Transcribe every entry word for word. Skip the pictures.

◆ Object location annotation data:
****************

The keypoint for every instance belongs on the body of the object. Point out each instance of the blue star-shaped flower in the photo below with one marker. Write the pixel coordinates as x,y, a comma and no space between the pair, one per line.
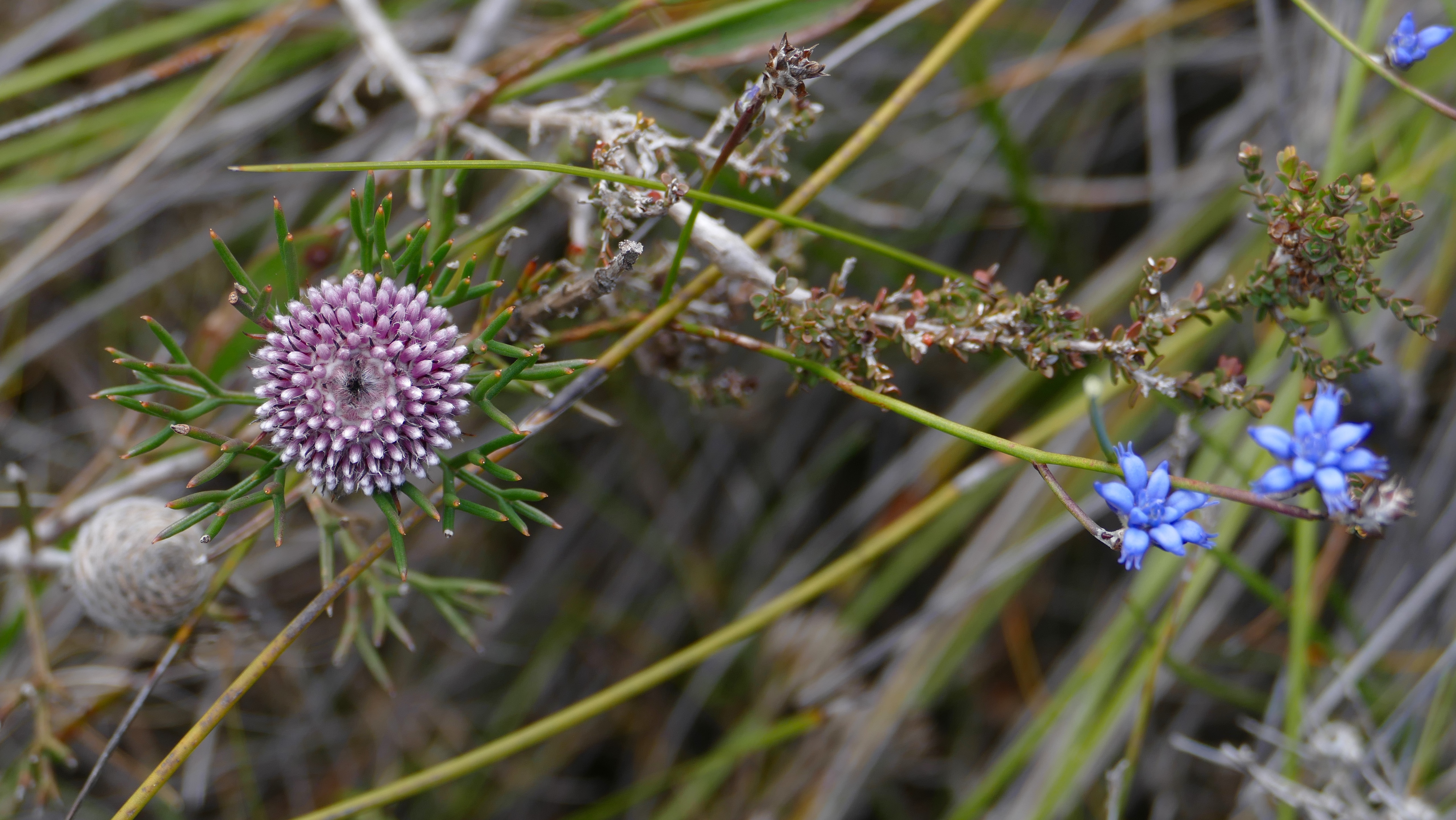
1321,451
1409,47
1152,515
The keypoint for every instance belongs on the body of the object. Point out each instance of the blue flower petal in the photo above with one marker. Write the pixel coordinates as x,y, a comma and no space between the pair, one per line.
1135,473
1158,484
1278,480
1276,440
1135,544
1117,496
1327,408
1362,461
1346,436
1167,539
1193,534
1432,37
1304,426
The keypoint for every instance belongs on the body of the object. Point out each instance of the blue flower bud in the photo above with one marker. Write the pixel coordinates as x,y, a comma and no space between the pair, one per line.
1409,47
1151,515
1321,452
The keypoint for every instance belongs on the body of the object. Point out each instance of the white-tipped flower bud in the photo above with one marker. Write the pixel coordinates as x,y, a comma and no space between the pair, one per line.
129,583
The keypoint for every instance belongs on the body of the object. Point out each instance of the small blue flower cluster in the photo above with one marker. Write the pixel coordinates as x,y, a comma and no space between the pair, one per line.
1409,47
1151,515
1321,451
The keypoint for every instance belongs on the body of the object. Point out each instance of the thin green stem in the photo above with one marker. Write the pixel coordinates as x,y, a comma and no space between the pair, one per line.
988,440
1352,92
839,571
1297,665
698,196
1374,63
1145,709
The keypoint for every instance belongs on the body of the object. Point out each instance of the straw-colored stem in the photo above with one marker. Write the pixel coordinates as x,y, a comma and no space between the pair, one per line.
839,571
981,438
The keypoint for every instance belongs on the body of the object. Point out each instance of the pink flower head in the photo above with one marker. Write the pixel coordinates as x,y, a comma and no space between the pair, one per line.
360,384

****************

◆ Task answer:
The keypoint for every instance belongs on the body of the object. Point out each instance of the blue star-shaped flower in the photo below with one marker. Write the pixel coordinates as x,y, a comma and no space between the pair, one per line.
1321,451
1409,47
1152,515
The keypoint for every instance belongs on the body of the object. Point out each instance of the blue flower petal in the photo above with one marker. Write the pixel coordinates as x,y, a comma and no space between the pair, one per line.
1135,473
1158,484
1278,480
1276,440
1135,544
1117,496
1327,408
1362,461
1346,436
1167,539
1193,534
1432,37
1304,426
The keypoint for every instance belongs on the body of the object. Point out each instance of the blue flower bud in the photo above with one marker. Write the pixel coordinates as x,y, a comma and no space between the pair, one per line.
1409,47
1151,515
1321,452
The keypoint for every instance belongs on the body of the object. Point out each instance of the white-tipped flower bud in the photo above with one marker. Write the pixel coordinates as x,y, a comma and no space between the pair, one per line.
129,583
The keypoint for every instance belongs on the body of the object. Point out each instance of the small blue flower cluster in the photo above with one marker. Write the pixel coordinates as x,y, a comma and no space between the pair, one per line.
1409,47
1151,515
1321,451
The keypoint for every instance belongs on the body of the object. Point out each instance of the thin green stem in the photo above with one marker. Write the pixel coordinates as x,y, a comma and no space between the pair, one per line.
988,440
1352,92
839,571
1297,665
698,196
1374,63
1145,709
The keypoint for every instance belongs on the body of the object. Point out each instance of the straw-colored stem in the photo above with one marker. Write the pixel coordinates as x,y, a comma and no space between the pair, one per line.
839,571
981,438
The keypoint for every instance belongs on the body of the object. Point out each instance of the pink flower head in the photo above with one marker. Write the pixel coordinates as x,y, a comma and no space between the pair, one per line.
360,384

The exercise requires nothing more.